## What you should do
Transfer every line from the start of the records through the line holding "[0,0,1000,600]", both ends included and the requests too, adding 9 to each bounding box coordinate in the answers.

## Excerpted records
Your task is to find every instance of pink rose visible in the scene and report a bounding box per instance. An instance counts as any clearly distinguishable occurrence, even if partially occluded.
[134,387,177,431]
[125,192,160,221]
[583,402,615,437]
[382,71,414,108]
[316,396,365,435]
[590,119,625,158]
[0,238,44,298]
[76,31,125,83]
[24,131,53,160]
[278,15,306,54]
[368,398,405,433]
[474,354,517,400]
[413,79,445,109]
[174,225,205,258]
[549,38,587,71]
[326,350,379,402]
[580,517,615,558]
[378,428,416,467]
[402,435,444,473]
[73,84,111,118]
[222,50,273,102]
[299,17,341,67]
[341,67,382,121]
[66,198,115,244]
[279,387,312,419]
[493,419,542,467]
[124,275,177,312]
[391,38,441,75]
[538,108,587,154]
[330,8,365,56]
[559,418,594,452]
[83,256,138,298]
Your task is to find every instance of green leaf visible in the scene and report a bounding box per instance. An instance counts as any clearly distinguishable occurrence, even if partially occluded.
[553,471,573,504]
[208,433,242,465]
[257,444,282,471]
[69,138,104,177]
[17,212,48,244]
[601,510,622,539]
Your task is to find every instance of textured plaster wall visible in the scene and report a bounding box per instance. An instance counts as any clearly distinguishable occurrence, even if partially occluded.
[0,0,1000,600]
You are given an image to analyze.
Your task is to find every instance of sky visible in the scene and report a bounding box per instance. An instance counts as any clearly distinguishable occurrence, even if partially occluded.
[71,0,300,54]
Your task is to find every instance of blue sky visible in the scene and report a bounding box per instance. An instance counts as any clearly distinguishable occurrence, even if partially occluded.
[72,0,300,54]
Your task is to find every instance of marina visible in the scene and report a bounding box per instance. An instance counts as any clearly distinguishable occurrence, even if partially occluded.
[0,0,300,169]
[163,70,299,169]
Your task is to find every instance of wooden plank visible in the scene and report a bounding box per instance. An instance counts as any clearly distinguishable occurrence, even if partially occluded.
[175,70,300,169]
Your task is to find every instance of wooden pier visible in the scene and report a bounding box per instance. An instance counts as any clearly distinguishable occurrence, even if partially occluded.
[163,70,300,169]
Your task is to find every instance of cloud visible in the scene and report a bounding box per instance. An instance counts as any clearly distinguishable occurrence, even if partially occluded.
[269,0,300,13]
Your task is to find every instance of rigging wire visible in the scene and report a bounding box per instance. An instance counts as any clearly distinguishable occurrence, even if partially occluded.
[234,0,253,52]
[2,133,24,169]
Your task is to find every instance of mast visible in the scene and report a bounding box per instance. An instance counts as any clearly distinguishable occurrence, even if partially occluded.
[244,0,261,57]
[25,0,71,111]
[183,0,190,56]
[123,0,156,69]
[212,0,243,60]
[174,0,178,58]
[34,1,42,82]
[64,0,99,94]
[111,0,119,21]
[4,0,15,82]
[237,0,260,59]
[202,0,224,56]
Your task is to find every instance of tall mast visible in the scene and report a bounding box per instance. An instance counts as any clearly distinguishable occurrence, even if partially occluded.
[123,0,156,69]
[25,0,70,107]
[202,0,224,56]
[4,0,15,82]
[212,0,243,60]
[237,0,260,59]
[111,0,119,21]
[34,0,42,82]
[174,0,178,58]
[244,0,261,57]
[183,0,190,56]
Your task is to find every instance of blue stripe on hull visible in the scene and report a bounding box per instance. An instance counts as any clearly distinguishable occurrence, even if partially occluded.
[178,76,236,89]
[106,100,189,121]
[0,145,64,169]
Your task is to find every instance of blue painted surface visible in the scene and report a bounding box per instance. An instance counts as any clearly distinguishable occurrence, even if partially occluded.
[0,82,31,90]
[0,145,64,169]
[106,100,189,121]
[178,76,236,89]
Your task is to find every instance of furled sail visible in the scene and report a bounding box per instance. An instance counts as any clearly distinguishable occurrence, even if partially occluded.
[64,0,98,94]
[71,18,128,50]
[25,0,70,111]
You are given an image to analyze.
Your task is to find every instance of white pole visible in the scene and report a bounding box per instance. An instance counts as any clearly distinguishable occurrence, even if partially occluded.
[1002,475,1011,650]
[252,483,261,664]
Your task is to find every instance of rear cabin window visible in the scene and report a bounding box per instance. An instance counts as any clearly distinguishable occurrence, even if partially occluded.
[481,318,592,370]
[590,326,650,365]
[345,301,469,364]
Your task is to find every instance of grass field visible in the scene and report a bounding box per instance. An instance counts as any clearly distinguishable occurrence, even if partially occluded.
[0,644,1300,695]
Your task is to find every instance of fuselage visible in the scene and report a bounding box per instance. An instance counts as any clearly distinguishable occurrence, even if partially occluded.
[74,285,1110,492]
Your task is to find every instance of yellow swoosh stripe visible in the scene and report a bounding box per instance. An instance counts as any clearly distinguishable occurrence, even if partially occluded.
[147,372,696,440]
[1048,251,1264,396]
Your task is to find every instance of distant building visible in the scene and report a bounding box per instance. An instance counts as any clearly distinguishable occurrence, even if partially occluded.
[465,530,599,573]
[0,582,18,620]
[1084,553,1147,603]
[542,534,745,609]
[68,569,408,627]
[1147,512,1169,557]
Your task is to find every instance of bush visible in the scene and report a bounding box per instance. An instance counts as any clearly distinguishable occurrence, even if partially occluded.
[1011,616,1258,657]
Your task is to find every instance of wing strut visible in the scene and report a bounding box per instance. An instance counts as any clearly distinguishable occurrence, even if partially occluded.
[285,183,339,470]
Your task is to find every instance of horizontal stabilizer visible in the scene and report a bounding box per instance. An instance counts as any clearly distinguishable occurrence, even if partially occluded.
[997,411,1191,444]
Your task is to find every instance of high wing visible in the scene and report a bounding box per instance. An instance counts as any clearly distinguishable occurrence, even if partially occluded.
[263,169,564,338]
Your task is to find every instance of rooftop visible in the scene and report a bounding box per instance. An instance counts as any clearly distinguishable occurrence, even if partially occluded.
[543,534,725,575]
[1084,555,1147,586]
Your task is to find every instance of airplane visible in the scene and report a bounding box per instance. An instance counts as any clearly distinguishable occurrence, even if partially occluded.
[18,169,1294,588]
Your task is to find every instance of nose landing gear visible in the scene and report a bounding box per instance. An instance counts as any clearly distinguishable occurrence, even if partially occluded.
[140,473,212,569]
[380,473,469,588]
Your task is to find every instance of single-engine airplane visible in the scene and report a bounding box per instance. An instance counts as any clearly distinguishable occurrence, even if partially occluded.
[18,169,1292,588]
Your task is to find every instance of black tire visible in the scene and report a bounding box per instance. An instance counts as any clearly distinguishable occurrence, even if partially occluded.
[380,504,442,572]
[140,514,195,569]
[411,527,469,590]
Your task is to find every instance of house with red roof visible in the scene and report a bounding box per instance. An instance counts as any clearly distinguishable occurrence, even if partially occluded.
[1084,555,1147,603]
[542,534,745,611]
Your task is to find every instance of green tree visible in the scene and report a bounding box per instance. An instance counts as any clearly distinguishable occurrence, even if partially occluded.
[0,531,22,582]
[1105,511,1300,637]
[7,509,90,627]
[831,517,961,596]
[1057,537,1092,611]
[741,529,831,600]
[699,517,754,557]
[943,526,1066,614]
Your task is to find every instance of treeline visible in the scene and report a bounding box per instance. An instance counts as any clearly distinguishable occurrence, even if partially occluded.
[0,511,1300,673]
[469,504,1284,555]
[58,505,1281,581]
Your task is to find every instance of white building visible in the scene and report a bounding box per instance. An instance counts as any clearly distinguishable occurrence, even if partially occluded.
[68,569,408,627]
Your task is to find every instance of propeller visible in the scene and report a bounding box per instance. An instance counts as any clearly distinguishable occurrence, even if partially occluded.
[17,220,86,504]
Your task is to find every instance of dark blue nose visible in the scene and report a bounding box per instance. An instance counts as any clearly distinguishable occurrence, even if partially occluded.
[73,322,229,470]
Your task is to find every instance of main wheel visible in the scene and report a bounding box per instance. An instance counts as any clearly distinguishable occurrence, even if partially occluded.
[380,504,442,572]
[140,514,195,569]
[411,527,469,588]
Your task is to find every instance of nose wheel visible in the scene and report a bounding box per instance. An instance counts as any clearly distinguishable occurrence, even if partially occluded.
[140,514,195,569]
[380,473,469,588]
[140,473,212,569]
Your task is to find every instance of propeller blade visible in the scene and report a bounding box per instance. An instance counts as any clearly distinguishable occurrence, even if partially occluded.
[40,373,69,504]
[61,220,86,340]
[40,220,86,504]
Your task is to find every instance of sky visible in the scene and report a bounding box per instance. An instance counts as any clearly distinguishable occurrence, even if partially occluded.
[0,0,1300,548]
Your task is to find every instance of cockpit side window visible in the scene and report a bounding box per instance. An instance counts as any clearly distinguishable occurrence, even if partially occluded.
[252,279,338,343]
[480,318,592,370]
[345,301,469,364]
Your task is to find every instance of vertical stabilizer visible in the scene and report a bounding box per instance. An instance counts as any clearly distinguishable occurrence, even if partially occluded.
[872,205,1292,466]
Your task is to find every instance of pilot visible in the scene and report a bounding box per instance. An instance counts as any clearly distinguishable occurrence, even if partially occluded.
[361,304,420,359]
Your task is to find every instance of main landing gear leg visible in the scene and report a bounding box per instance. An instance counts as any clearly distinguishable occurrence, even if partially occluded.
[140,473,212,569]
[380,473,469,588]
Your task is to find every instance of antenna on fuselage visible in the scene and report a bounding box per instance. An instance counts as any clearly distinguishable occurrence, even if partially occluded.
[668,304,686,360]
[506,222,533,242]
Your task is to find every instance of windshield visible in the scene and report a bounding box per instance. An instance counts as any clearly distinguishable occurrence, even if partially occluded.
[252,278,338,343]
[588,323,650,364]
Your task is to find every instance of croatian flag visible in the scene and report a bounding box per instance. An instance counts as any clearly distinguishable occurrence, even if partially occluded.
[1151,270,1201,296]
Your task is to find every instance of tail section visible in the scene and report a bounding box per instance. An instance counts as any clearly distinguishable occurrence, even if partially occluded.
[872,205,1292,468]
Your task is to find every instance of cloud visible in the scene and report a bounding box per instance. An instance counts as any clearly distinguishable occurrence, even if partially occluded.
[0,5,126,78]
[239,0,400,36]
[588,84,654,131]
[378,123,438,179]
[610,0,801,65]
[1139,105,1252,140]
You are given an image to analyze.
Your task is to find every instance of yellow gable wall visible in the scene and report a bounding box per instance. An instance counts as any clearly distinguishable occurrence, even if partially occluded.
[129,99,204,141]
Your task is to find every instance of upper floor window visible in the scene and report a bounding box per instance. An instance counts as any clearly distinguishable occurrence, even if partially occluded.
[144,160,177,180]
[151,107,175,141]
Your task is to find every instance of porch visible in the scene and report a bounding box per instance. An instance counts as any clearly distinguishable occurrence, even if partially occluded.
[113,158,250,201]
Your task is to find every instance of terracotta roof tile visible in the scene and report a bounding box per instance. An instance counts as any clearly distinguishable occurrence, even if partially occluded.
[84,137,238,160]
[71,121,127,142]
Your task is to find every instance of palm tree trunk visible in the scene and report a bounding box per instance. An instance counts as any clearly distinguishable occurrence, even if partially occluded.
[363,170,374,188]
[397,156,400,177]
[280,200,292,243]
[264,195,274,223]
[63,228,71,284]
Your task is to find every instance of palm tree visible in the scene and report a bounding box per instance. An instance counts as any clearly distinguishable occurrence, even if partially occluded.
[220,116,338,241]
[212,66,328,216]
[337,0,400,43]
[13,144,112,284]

## Output
Your task is to find every instance of pink rose visible in the scene and report a bounding box per instance. An instance counts as any clearly distinguishable occurrence, even if partially occluded.
[143,396,186,440]
[134,201,169,230]
[592,411,624,446]
[391,80,423,117]
[325,405,374,444]
[599,128,634,167]
[9,247,53,307]
[85,40,134,92]
[33,140,62,169]
[287,24,315,63]
[377,407,414,442]
[483,363,526,409]
[422,88,454,118]
[183,234,214,267]
[558,47,596,80]
[335,359,388,411]
[589,526,624,567]
[387,437,425,476]
[411,444,453,482]
[82,93,120,127]
[231,59,282,111]
[308,26,350,76]
[350,76,391,130]
[75,207,124,253]
[288,396,321,428]
[502,428,551,476]
[133,284,186,321]
[400,47,450,84]
[547,117,596,163]
[339,17,374,65]
[568,427,603,461]
[92,265,147,307]
Your task is to find every instance of green leaf visible in the scene and report a bounding box per instance. An instance counts as any clearly distinguishable occurrence, even if partially occluded.
[562,480,582,513]
[217,442,251,474]
[266,453,291,480]
[78,147,113,186]
[26,221,57,253]
[610,519,631,548]
Your task is to find every instance of textured plaster wall visible in the scene and report a bounding box per instance. An instance counts as any clearly distinguishable occurrence, even if partially occluded.
[9,9,1009,609]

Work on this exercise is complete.